Information shown>
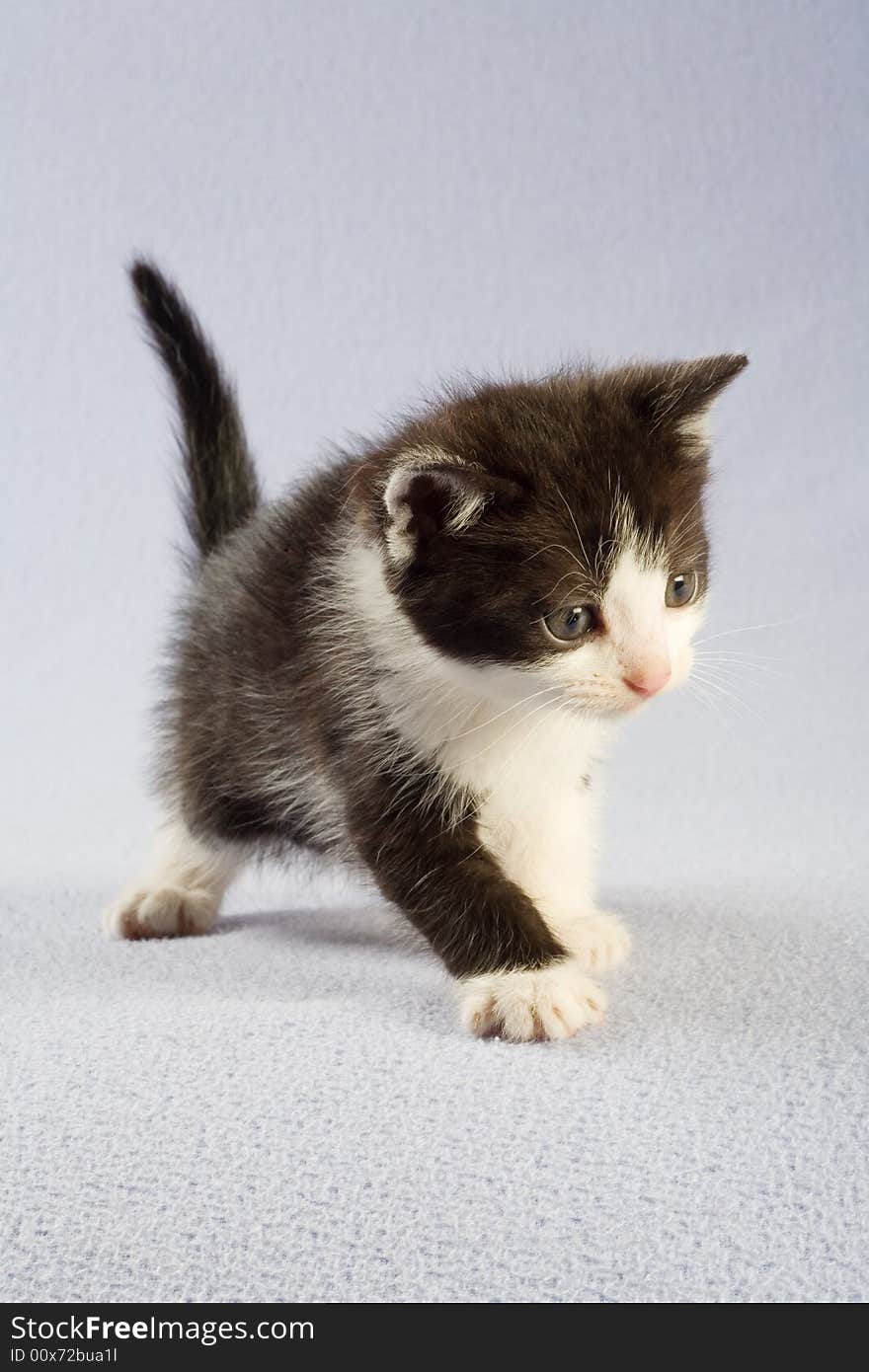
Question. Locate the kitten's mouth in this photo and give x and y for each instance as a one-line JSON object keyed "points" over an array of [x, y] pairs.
{"points": [[607, 701]]}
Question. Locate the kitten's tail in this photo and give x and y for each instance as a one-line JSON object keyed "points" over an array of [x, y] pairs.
{"points": [[222, 490]]}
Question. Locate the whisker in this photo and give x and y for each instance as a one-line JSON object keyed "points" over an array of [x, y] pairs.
{"points": [[750, 629], [576, 527]]}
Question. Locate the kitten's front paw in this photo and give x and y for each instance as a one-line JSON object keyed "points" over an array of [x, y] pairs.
{"points": [[551, 1003], [598, 942], [161, 913]]}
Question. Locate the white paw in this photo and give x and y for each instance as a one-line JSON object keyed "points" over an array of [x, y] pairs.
{"points": [[551, 1003], [161, 913], [598, 942]]}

Directions>
Set aside the pictures. Then return every line of the material above verbatim.

Exercise result>
Question. Locate the kitten's mouth in this photo and give x and y for each instance as a one-line JSON object keyed "points" over an array of [x, y] pairs.
{"points": [[607, 701]]}
Question. Locate the kitten's tail in this photo and give x and y for each instance as a one-line JSON object keyed "points" over an array of [x, y] pairs.
{"points": [[222, 490]]}
Question. Locate the whisker in this photo and give x and y for each instance as a one-line JSON object keyed "points" over an array of [x, y] pairs.
{"points": [[750, 629], [576, 527]]}
Question. Locate the kitten's front paw in this photo and give x and y for each instance as a one-line JSON object keyed "points" over an array of [x, y] pairs.
{"points": [[551, 1003], [598, 942], [161, 913]]}
Question. Locate the white paw in this photo and give x and y for each instance as a one-line JSON object keyed "points" over an array of [x, y] pairs.
{"points": [[551, 1003], [161, 913], [598, 942]]}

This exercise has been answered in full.